By Ann Bonham, PhD
This blog is a fitting place to respond to the surge in activity which resulted from last week’s Senate Appropriations Committee hearing on driving innovation through federal investments in research and development; and this week’s House Energy and Commerce Committee’s 21st Century Cures Roundtable. The Wing of Zock, recognized by the American Society of Healthcare Publication Editors for its editorial excellence, is a unique destination for medical students, trainees, faculty, health care enterprise leaders, and everyone in between to exchange ideas on innovation in academic medicine.
Innovation capacity in the United States is heading toward the rocks and with it our potential for future job creation, economic growth, international competitiveness, national security, new cures, and better medicine.
In the buildup to the sequester beginning last spring, and at every important legislative juncture since, the AAMC, its member institutions, and the faculty and trainees they represent have heartily advocated for the essential role of biomedical research in the health and prosperity of this country.
The rhetorical shift of focus to the innovation deficit has recaptured momentum, positioning federal research and development as a whole in the public’s eye, with medical research an important and prominent discipline along with computing technology, engineering, materials science, and climate and environmental science.

**WHAT THE TASK REQUIRES**
Rewrite the blog post from "Innovation capacity in" up to and including "and environmental science.", replacing "sequester" with "spending cuts".

[Dataset entries]
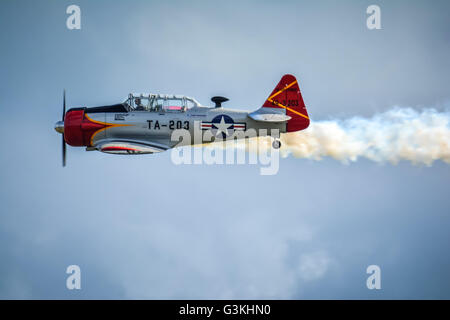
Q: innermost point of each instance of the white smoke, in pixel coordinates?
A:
(391, 136)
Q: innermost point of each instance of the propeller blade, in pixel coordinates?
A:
(64, 151)
(63, 141)
(64, 104)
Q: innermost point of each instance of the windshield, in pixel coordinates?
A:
(161, 103)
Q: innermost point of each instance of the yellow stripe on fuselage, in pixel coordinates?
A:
(108, 125)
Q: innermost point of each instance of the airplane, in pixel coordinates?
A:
(144, 124)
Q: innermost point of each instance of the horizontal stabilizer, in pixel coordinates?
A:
(269, 117)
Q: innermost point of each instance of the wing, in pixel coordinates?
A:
(130, 147)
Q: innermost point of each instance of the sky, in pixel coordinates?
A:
(144, 228)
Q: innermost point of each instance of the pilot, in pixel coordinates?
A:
(138, 104)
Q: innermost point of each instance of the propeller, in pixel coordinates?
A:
(63, 141)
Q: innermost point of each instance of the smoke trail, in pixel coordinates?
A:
(391, 136)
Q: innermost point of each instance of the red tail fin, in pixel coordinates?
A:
(287, 96)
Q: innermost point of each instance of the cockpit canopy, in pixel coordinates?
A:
(160, 102)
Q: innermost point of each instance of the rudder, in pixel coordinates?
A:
(287, 96)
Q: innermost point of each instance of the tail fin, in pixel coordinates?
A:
(287, 96)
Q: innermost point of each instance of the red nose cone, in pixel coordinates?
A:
(72, 128)
(78, 129)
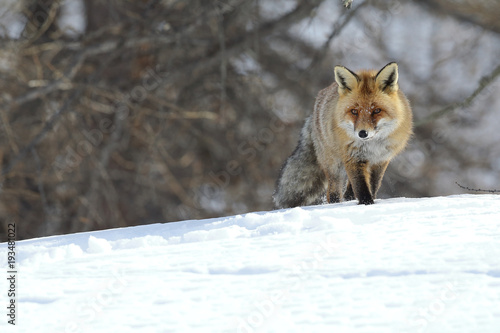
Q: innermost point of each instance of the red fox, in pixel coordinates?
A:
(359, 123)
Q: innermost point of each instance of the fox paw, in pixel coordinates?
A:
(366, 201)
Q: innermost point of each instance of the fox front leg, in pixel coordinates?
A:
(359, 178)
(376, 174)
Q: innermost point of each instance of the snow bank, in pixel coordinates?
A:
(401, 265)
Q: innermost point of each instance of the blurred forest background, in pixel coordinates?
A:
(118, 113)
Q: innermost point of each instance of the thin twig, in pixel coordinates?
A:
(476, 190)
(48, 126)
(483, 83)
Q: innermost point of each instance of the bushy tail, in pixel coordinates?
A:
(301, 181)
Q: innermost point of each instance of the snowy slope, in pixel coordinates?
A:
(401, 265)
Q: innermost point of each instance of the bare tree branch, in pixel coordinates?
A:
(476, 190)
(483, 83)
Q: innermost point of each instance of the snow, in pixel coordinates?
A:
(401, 265)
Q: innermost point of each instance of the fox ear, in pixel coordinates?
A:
(387, 78)
(346, 79)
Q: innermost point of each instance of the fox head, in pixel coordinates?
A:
(369, 104)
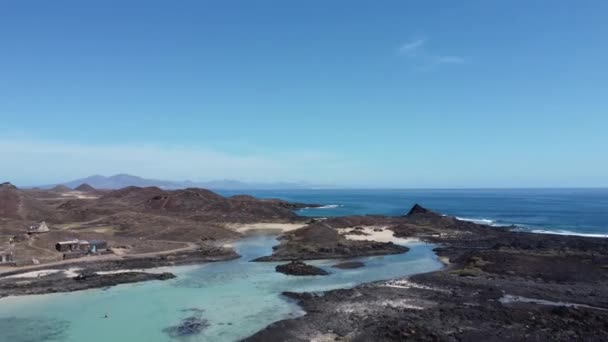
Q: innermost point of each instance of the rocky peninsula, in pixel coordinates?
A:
(498, 284)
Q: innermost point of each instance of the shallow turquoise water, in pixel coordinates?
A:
(237, 298)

**FINAL ANSWER**
Innovation capacity in the United States is heading toward the rocks and with it our potential for future job creation, economic growth, international competitiveness, national security, new cures, and better medicine.
In the buildup to the spending cuts beginning last spring, and at every important legislative juncture since, the AAMC, its member institutions, and the faculty and trainees they represent have heartily advocated for the essential role of biomedical research in the health and prosperity of this country.
The rhetorical shift of focus to the innovation deficit has recaptured momentum, positioning federal research and development as a whole in the public’s eye, with medical research an important and prominent discipline along with computing technology, engineering, materials science, and climate and environmental science.